Goal of the exercise:
Skip the pictures and repeat each line of the data exactly.

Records
************

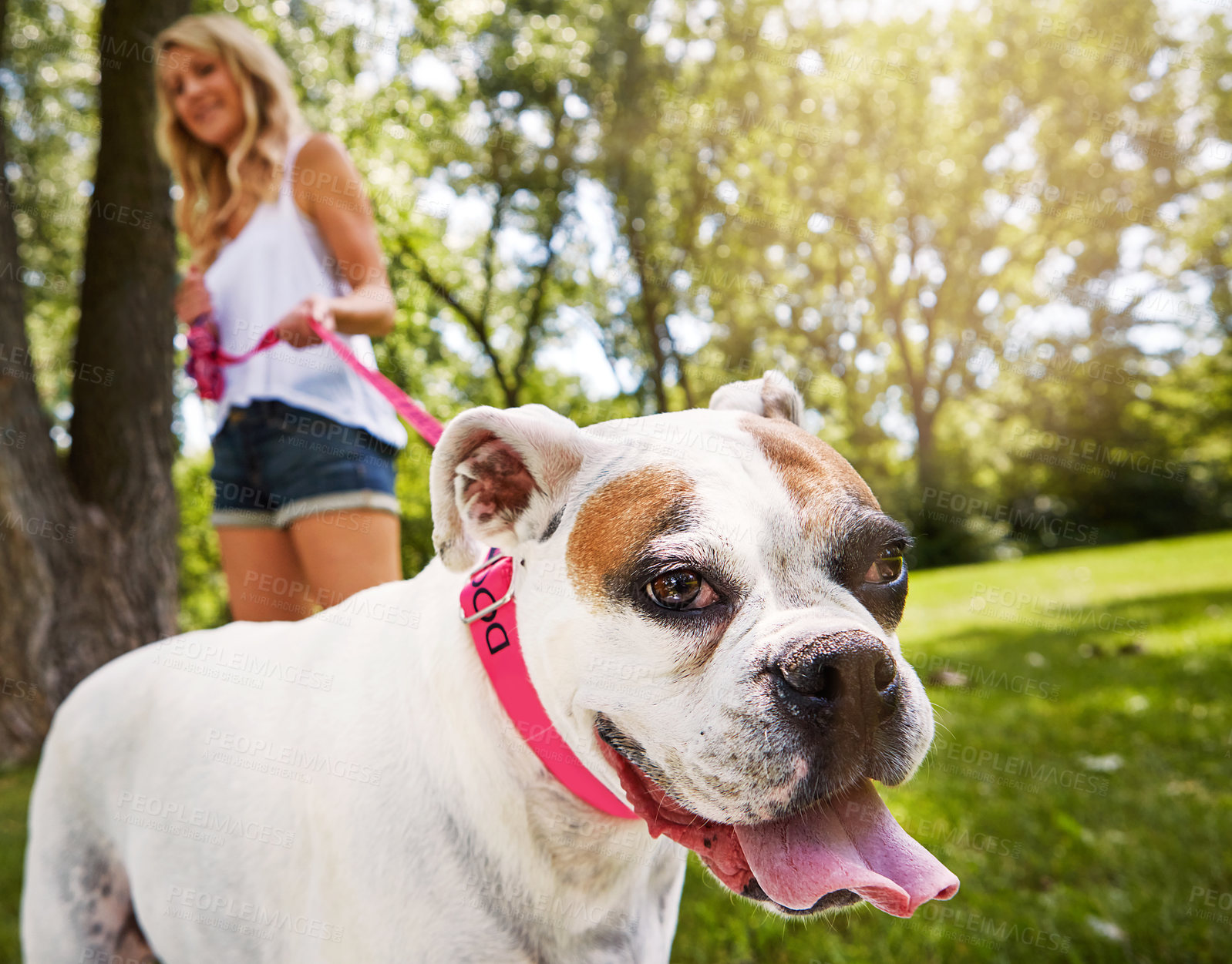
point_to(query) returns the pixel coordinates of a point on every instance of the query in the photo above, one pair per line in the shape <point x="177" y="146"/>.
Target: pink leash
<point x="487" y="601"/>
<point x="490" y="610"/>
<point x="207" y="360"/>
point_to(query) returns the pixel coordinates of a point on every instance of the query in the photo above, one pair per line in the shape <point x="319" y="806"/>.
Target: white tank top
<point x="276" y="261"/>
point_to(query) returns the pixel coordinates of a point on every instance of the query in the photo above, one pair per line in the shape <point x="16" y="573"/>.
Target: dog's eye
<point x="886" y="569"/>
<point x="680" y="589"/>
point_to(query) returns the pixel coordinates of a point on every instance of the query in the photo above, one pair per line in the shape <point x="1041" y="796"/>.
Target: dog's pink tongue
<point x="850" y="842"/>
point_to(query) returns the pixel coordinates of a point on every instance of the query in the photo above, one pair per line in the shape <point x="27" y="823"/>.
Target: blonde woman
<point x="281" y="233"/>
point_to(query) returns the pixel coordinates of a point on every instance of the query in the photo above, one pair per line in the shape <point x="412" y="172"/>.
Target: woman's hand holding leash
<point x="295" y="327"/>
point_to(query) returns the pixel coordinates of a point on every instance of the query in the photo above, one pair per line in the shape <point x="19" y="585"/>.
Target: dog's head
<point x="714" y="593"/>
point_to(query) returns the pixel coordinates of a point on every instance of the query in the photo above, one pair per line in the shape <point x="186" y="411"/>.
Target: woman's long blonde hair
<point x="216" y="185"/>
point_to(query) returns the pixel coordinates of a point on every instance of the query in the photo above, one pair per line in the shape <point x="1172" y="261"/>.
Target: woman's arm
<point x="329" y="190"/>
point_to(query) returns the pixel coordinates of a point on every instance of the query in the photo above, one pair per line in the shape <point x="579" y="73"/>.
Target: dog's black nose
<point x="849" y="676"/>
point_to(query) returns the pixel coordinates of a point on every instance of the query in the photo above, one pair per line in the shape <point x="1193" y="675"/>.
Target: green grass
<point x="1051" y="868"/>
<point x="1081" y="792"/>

************

Solution to this exercise:
point_to(query) returns the pixel coordinates of a point on every instance of the query in the photo above, one pair per line in the shape <point x="177" y="146"/>.
Target: pink leash
<point x="487" y="601"/>
<point x="490" y="610"/>
<point x="207" y="360"/>
point_to(query) returns the pixel coordinates of a point on every instance of the query in the photo above, one pair per line in the shape <point x="319" y="806"/>.
Target: white tank top
<point x="276" y="261"/>
point_to(query) returns the pixel coordinates of a point on every instance of the query in the photo above, one pair per line in the shape <point x="16" y="573"/>.
Target: dog's eye
<point x="886" y="569"/>
<point x="680" y="589"/>
point_to(query) returns the pixel coordinates of a point on every instance of the query in the photo above, one pair per line in the shape <point x="1041" y="796"/>.
Target: dog's pink tongue
<point x="850" y="842"/>
point_to(query) returns the pixel coordinates of a point on every instance of the query in the photo above, one pair per line in the shape <point x="27" y="823"/>.
Target: blonde woman
<point x="281" y="233"/>
point_to(query) returns the pixel coordinates of a point on every instance of the query in the photo above, one pair per line in the shape <point x="412" y="172"/>.
Target: woman's hand holding leash
<point x="295" y="327"/>
point_to(query) returns the pixel coordinates of a point on every instance of the query in the photo above, one pair per line in the shape <point x="19" y="585"/>.
Target: dog's head
<point x="714" y="593"/>
point_to(query) returns the pixel coordinates of a point on every instance of the query in the photo above, one pair per line in the shape <point x="186" y="411"/>.
Target: woman's long blonde hair
<point x="216" y="185"/>
point_to(query) returns the pixel coordinates of a point on every instance of the query in the photo above, one pair per line in the shape <point x="1172" y="261"/>.
Target: woman's arm
<point x="329" y="190"/>
point_to(query) returns the pixel coordinates of a point on every instance of the query in the photo above, one pair per line in the shape <point x="579" y="73"/>.
Target: dog's black nose
<point x="849" y="676"/>
point_to(query) returns the pixel coordinates of a point on every instance of the query in the photo above, one pair per line in the shape <point x="1193" y="675"/>.
Target: green grass
<point x="1051" y="868"/>
<point x="1081" y="792"/>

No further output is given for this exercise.